** start SOURCE RECORDS **

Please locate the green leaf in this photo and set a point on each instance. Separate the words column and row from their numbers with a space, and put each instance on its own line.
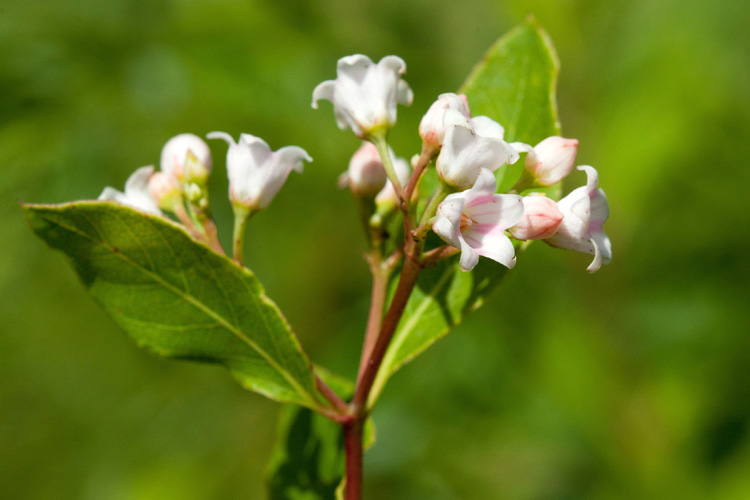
column 176, row 297
column 514, row 84
column 308, row 461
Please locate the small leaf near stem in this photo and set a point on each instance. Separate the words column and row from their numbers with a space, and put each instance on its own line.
column 241, row 216
column 342, row 409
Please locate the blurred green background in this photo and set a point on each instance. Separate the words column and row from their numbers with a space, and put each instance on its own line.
column 633, row 383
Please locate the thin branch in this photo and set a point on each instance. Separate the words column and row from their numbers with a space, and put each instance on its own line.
column 377, row 302
column 408, row 279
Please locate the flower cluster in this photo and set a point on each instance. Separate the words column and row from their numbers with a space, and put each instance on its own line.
column 465, row 211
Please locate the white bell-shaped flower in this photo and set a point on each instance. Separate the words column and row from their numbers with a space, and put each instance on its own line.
column 255, row 172
column 137, row 193
column 585, row 210
column 431, row 128
column 470, row 146
column 365, row 94
column 175, row 159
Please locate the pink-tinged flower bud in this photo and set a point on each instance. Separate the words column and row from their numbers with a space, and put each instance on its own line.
column 551, row 160
column 366, row 174
column 165, row 189
column 177, row 162
column 431, row 128
column 365, row 94
column 255, row 172
column 541, row 219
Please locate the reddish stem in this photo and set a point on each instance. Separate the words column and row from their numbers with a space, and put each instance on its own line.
column 408, row 279
column 353, row 447
column 375, row 317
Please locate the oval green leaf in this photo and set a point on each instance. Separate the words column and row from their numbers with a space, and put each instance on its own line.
column 176, row 297
column 514, row 84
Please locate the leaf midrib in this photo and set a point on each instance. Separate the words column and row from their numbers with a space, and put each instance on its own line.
column 194, row 302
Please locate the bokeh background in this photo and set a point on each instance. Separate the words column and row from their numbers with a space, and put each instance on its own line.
column 630, row 383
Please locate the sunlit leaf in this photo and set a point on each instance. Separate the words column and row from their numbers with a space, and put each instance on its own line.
column 515, row 85
column 176, row 297
column 308, row 460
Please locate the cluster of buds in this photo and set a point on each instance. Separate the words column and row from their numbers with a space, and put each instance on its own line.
column 465, row 211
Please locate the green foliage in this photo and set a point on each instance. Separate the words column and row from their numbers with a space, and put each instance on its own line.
column 514, row 84
column 308, row 459
column 308, row 462
column 176, row 297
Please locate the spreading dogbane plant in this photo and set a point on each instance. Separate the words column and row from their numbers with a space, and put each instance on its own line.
column 152, row 257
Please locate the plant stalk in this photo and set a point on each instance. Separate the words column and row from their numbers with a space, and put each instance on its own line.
column 353, row 447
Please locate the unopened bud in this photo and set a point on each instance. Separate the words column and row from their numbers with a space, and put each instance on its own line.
column 366, row 174
column 186, row 157
column 432, row 128
column 551, row 160
column 541, row 219
column 165, row 190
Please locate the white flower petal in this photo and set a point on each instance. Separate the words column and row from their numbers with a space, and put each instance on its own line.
column 175, row 151
column 487, row 127
column 596, row 264
column 494, row 245
column 364, row 94
column 469, row 257
column 498, row 210
column 323, row 90
column 448, row 220
column 137, row 194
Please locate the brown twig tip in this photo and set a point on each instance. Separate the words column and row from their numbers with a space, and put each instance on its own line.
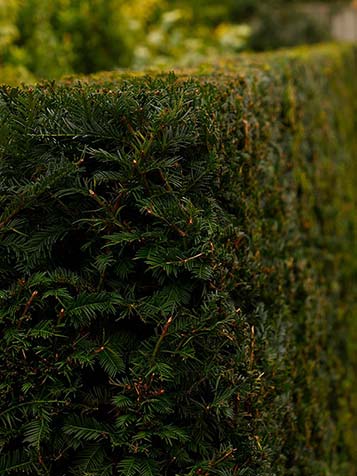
column 166, row 326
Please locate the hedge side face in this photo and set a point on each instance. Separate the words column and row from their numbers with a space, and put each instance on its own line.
column 175, row 260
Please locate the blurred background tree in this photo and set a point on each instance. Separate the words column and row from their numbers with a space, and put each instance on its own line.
column 49, row 38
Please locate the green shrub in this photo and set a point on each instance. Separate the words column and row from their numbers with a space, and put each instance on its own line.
column 175, row 260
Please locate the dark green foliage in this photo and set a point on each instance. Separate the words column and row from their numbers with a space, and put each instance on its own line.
column 173, row 271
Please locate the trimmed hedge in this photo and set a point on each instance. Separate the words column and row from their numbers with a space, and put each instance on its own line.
column 176, row 256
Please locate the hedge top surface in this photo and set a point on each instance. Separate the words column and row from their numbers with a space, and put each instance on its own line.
column 175, row 253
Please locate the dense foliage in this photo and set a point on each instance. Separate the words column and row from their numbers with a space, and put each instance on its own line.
column 175, row 260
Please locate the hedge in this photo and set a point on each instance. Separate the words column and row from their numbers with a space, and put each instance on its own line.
column 176, row 260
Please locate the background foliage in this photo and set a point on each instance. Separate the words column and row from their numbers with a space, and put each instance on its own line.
column 46, row 39
column 176, row 260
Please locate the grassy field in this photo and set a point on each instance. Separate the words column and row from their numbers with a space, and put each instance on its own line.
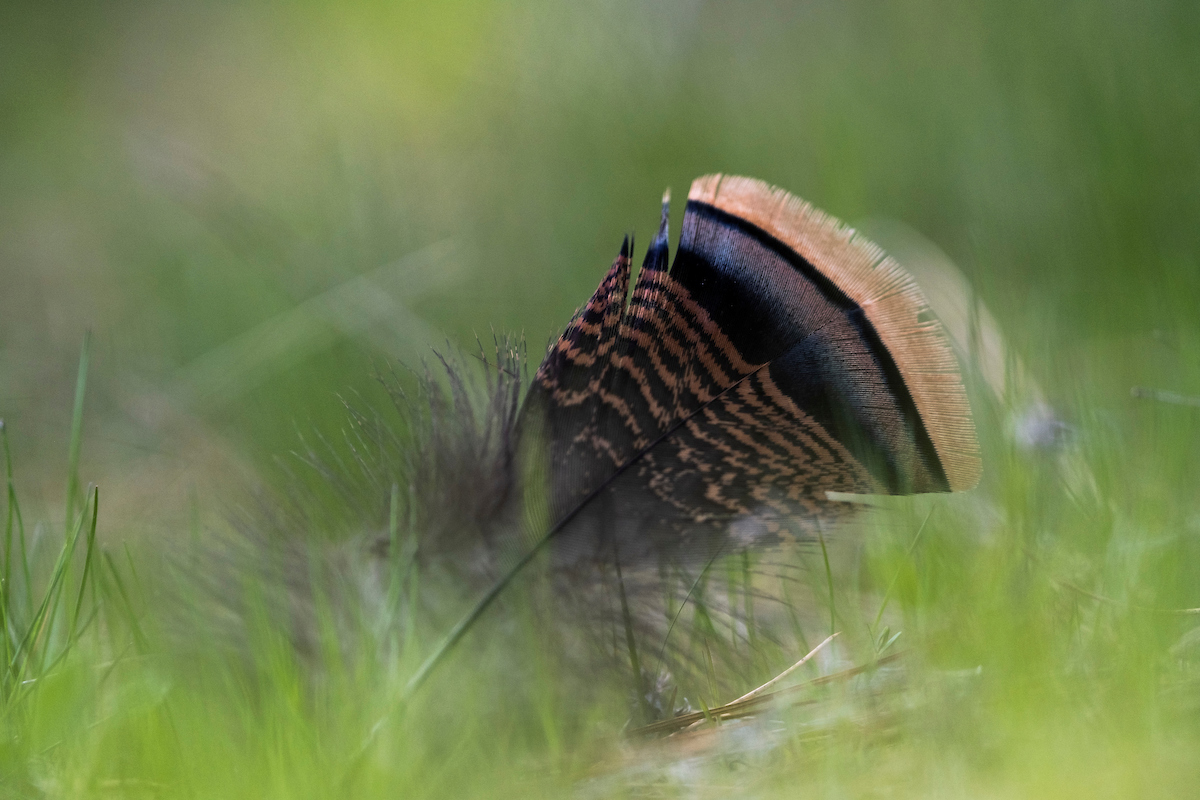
column 243, row 215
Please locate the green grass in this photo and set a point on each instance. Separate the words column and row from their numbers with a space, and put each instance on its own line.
column 257, row 209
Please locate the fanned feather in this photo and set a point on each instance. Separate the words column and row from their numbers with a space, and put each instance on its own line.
column 779, row 359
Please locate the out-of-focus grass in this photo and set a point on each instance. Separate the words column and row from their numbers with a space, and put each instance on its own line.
column 251, row 206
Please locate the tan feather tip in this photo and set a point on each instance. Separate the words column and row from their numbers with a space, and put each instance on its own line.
column 888, row 295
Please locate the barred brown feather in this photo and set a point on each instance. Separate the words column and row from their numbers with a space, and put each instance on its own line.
column 780, row 358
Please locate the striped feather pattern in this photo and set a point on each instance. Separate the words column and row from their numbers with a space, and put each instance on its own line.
column 736, row 389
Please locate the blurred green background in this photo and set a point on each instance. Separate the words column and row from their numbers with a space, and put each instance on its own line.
column 255, row 206
column 184, row 178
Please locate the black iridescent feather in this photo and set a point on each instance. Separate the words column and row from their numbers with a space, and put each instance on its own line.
column 780, row 359
column 774, row 362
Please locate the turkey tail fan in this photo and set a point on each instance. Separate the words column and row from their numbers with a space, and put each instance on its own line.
column 780, row 358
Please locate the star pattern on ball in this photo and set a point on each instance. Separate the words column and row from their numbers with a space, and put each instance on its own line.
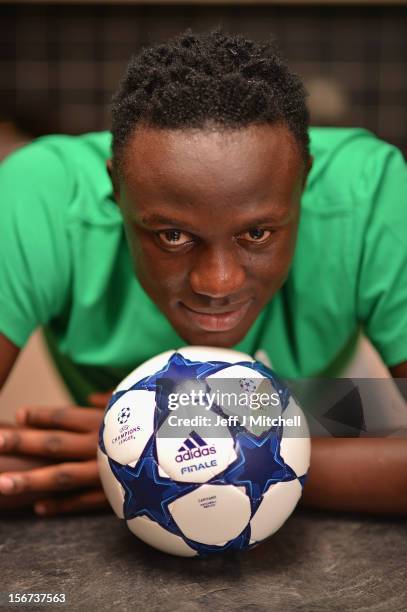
column 259, row 464
column 178, row 369
column 146, row 492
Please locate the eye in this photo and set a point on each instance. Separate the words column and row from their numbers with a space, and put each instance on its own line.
column 256, row 234
column 173, row 237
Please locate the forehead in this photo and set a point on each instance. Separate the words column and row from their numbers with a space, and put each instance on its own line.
column 225, row 167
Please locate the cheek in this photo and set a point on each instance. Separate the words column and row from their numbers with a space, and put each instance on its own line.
column 272, row 266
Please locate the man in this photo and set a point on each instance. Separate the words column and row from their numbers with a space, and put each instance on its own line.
column 212, row 230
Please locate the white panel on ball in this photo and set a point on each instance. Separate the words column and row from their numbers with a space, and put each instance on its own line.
column 212, row 514
column 128, row 426
column 112, row 488
column 152, row 533
column 210, row 353
column 277, row 504
column 149, row 367
column 295, row 446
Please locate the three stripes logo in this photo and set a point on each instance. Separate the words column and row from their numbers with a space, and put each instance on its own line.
column 193, row 447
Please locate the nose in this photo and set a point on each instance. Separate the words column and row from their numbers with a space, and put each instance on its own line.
column 217, row 273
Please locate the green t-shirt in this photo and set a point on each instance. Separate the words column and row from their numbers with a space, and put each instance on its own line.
column 65, row 264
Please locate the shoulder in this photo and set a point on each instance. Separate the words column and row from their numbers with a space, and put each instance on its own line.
column 62, row 173
column 349, row 163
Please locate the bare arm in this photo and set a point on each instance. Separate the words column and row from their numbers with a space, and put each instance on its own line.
column 8, row 355
column 358, row 475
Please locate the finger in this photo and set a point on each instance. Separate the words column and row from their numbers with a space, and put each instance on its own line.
column 55, row 444
column 71, row 418
column 100, row 400
column 61, row 477
column 88, row 500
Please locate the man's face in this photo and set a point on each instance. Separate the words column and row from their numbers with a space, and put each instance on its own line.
column 211, row 219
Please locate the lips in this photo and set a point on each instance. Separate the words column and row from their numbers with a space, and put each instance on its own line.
column 216, row 321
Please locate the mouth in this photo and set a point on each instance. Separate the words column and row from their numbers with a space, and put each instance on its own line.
column 217, row 320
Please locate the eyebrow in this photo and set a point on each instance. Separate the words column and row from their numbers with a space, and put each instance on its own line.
column 169, row 222
column 160, row 220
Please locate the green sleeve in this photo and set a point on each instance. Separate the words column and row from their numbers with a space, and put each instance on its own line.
column 382, row 286
column 34, row 250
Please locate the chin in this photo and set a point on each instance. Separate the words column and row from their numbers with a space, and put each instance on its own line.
column 221, row 339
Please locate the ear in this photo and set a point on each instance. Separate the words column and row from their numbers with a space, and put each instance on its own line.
column 113, row 178
column 307, row 170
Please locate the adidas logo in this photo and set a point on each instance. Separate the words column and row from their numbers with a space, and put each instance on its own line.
column 193, row 447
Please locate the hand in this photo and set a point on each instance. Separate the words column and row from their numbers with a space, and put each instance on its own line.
column 65, row 437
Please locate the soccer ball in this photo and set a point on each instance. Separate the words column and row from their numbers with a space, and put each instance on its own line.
column 203, row 450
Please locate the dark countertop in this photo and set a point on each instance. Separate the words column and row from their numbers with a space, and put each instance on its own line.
column 316, row 562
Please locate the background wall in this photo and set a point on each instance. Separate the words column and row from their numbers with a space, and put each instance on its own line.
column 60, row 64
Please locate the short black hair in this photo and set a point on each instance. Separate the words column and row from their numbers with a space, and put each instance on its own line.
column 199, row 79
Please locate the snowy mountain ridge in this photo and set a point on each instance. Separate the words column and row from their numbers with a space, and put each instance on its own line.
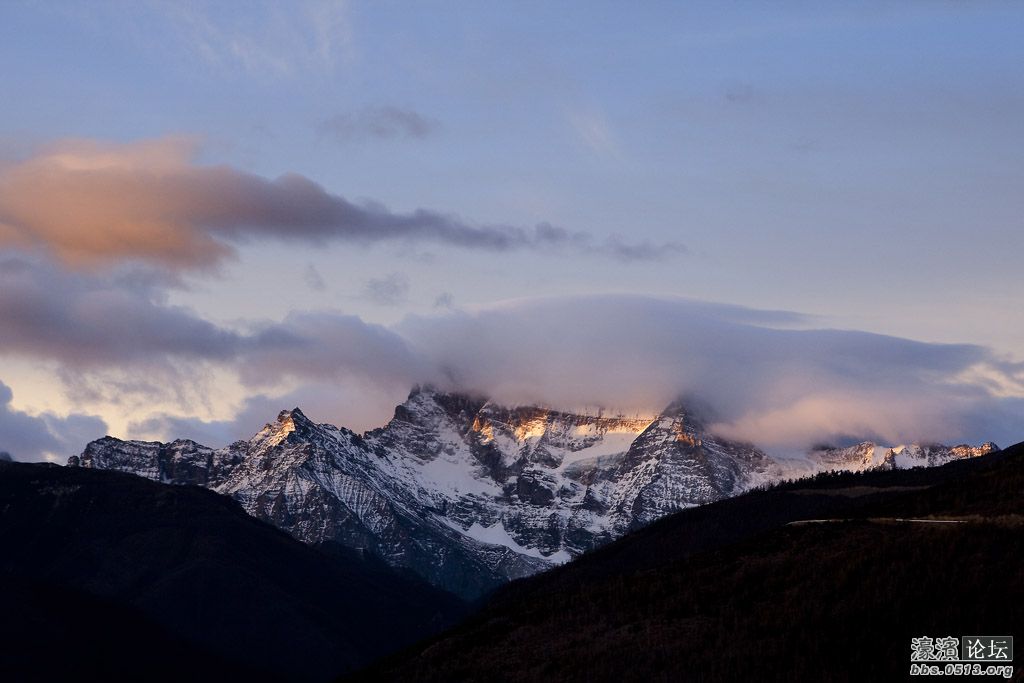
column 468, row 494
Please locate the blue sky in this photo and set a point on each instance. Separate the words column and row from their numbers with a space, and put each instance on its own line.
column 860, row 164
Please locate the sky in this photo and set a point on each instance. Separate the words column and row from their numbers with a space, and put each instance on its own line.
column 804, row 217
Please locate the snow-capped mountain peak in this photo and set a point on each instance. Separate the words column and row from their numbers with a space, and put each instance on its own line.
column 468, row 493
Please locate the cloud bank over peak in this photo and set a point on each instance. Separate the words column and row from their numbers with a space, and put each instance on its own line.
column 768, row 377
column 98, row 204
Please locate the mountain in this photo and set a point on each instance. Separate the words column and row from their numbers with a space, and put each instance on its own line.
column 105, row 575
column 468, row 494
column 826, row 580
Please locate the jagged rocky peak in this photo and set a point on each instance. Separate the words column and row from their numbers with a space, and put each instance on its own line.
column 469, row 493
column 867, row 455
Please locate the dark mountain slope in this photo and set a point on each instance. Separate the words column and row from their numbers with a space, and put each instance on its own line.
column 186, row 564
column 732, row 592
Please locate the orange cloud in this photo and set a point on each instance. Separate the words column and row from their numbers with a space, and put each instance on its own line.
column 91, row 203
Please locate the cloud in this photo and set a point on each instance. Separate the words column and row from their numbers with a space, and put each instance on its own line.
column 382, row 123
column 47, row 436
column 390, row 290
column 85, row 321
column 312, row 279
column 768, row 377
column 101, row 204
column 760, row 376
column 265, row 42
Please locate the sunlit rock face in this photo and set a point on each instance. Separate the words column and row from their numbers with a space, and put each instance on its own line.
column 468, row 494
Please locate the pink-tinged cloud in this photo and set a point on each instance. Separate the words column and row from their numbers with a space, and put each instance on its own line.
column 91, row 203
column 759, row 376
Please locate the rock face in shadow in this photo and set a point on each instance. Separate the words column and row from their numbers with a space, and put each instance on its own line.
column 467, row 494
column 110, row 575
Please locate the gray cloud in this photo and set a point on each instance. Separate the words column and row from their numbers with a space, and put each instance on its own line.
column 444, row 300
column 30, row 438
column 87, row 321
column 764, row 376
column 378, row 123
column 391, row 290
column 312, row 279
column 150, row 202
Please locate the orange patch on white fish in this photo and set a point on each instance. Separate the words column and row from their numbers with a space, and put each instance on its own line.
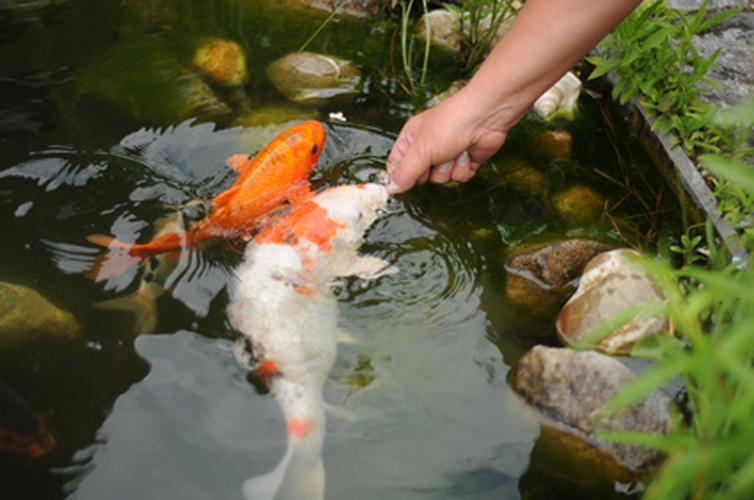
column 300, row 427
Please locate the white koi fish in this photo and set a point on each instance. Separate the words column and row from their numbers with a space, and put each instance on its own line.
column 283, row 303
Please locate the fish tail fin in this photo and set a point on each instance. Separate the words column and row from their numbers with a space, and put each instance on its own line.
column 266, row 486
column 143, row 308
column 289, row 480
column 120, row 257
column 114, row 261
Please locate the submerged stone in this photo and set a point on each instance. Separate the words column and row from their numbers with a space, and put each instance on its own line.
column 578, row 205
column 223, row 62
column 568, row 390
column 518, row 175
column 561, row 99
column 612, row 282
column 268, row 115
column 143, row 76
column 26, row 315
column 310, row 78
column 537, row 277
column 553, row 144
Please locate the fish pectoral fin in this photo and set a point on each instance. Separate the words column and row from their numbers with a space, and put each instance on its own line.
column 224, row 198
column 345, row 337
column 366, row 267
column 341, row 414
column 238, row 162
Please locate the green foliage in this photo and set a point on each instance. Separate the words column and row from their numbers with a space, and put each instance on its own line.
column 481, row 20
column 407, row 45
column 652, row 54
column 712, row 308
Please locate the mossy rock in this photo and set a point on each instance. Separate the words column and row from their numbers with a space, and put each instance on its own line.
column 26, row 315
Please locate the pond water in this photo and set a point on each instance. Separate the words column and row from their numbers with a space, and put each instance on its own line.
column 98, row 138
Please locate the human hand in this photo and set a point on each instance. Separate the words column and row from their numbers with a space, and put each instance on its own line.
column 446, row 142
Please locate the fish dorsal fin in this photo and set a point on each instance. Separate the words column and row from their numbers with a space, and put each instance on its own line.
column 239, row 162
column 300, row 193
column 224, row 198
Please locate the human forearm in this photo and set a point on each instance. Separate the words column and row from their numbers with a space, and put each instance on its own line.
column 546, row 40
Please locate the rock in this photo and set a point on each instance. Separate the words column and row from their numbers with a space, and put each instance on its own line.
column 269, row 115
column 354, row 8
column 223, row 62
column 516, row 174
column 578, row 205
column 26, row 315
column 568, row 388
column 537, row 277
column 612, row 282
column 560, row 100
column 553, row 143
column 312, row 78
column 142, row 76
column 444, row 28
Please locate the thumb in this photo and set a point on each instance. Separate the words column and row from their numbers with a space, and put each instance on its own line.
column 405, row 167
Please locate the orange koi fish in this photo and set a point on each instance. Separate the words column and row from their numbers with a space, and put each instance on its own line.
column 276, row 175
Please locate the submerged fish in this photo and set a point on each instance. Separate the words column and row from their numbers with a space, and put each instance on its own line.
column 278, row 174
column 156, row 270
column 282, row 301
column 22, row 431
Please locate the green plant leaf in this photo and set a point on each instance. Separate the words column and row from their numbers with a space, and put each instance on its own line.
column 732, row 170
column 604, row 68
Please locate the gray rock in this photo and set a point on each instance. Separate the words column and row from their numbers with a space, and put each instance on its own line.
column 611, row 283
column 568, row 389
column 537, row 277
column 310, row 78
column 26, row 315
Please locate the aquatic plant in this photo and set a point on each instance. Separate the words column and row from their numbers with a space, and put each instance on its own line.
column 481, row 22
column 652, row 55
column 709, row 453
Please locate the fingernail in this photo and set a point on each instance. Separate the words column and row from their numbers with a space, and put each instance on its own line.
column 383, row 177
column 392, row 187
column 445, row 167
column 464, row 160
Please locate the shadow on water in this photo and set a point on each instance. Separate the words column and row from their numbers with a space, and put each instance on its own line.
column 106, row 129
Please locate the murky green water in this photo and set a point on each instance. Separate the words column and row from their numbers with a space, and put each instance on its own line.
column 96, row 138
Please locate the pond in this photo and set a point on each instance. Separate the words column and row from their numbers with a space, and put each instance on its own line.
column 101, row 134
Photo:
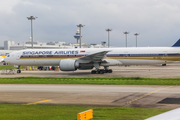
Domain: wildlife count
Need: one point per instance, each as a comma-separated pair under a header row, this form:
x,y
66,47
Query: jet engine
x,y
68,65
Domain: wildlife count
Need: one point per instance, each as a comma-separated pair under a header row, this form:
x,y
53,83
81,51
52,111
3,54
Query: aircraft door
x,y
18,56
165,54
126,54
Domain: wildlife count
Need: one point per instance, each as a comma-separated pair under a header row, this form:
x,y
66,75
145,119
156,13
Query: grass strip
x,y
69,112
91,80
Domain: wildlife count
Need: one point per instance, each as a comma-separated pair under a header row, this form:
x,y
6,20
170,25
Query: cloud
x,y
157,21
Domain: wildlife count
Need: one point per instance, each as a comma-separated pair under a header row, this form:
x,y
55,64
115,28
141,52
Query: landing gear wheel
x,y
93,72
101,72
110,71
18,71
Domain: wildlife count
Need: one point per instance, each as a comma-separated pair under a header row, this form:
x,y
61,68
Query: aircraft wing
x,y
170,115
95,57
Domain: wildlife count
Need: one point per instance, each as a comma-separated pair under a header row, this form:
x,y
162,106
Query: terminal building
x,y
11,45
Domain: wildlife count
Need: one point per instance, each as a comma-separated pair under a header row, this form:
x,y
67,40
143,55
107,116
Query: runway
x,y
158,71
98,95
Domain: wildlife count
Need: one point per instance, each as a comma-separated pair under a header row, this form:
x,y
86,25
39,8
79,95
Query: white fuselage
x,y
125,56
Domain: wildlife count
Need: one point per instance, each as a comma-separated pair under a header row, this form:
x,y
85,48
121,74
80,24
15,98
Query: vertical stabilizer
x,y
177,44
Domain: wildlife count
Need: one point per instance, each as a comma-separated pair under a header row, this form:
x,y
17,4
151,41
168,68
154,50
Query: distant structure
x,y
11,45
77,36
80,26
108,30
136,34
31,18
126,36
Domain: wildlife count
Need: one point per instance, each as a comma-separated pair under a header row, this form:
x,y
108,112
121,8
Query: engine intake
x,y
68,65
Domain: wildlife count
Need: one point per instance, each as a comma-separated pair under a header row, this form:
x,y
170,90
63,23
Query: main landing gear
x,y
18,69
101,71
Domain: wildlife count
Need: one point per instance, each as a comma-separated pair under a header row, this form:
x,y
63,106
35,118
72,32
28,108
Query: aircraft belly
x,y
37,62
140,62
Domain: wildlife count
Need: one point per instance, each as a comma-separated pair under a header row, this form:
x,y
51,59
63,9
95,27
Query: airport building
x,y
11,45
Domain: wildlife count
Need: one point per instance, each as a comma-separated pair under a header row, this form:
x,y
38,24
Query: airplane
x,y
2,58
88,58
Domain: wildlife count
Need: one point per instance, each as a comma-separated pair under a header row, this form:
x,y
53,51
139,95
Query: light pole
x,y
31,18
80,25
136,34
126,36
108,30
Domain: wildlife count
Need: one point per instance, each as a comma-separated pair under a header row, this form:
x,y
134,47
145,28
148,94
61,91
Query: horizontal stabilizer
x,y
177,44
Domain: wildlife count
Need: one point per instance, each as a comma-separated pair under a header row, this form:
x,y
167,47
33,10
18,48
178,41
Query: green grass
x,y
2,67
65,112
91,80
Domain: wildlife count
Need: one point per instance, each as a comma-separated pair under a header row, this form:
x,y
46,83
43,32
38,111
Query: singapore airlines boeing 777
x,y
88,58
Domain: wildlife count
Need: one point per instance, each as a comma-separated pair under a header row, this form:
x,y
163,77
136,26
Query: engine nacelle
x,y
68,65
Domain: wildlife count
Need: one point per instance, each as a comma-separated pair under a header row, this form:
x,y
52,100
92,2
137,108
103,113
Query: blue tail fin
x,y
177,44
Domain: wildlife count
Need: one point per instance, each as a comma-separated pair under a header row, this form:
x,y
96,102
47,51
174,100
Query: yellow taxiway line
x,y
38,102
148,94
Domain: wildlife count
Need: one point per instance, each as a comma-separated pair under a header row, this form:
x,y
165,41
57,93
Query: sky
x,y
157,21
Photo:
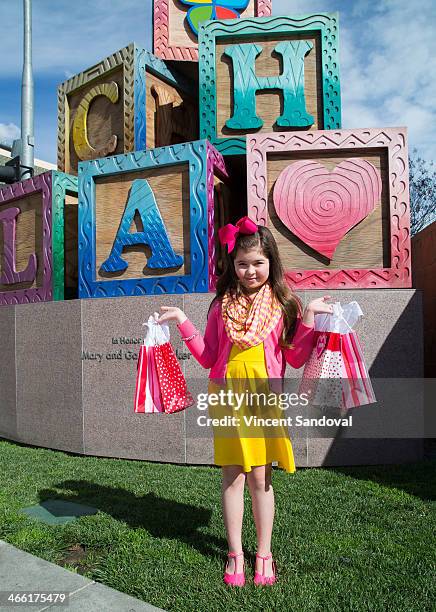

** end SOURCE RECORDS **

## DESCRIPTION OF THE TASK
Write out every line of the items above, starting at the one containing "Please locate the out-of-focus" and ending at the one containing "column 146, row 492", with both of those lines included. Omit the pictures from your answer.

## SOLUTION FOR THIS TASK
Please locate the out-of-focus grass in this photo and set a point on each instance. Separate the words column and row from their numbers with a space, and put each instance on its own line.
column 251, row 206
Please locate the tan feather tip in this photo and set a point on each instance. Separate the words column and row from their numbers with a space, and put each instance on its own line.
column 888, row 295
Please locate the barred brown feather in this photo and set a point on each instance. Separate the words column and row from their numbers with a space, and put each instance on its own line.
column 780, row 358
Please locate the striped feather pattern in this photo and set a point on each instance. Separate the words column and row from their numbers with a space, and put each instance on its own line.
column 736, row 389
Please locate the blurred green background in this photo and set a point on each instance. Separate the words column and row from their numbers with a space, and put each instance on its own line.
column 255, row 206
column 184, row 178
Please locate the black iridescent feather in this photo and set a point on each instance. Separate the words column and row from their numbers with a space, and put each instance on its own line.
column 780, row 359
column 774, row 362
Please locate the turkey tail fan in this photo and set a point on each instance. Separate the words column and row from their numbers with a space, and put each instance on its own line.
column 780, row 358
Please locate the star pattern on ball in this photo and set a point on each instance. Separate the words column and row from their numbers with a space, and put each instance on its own line.
column 259, row 464
column 178, row 369
column 146, row 492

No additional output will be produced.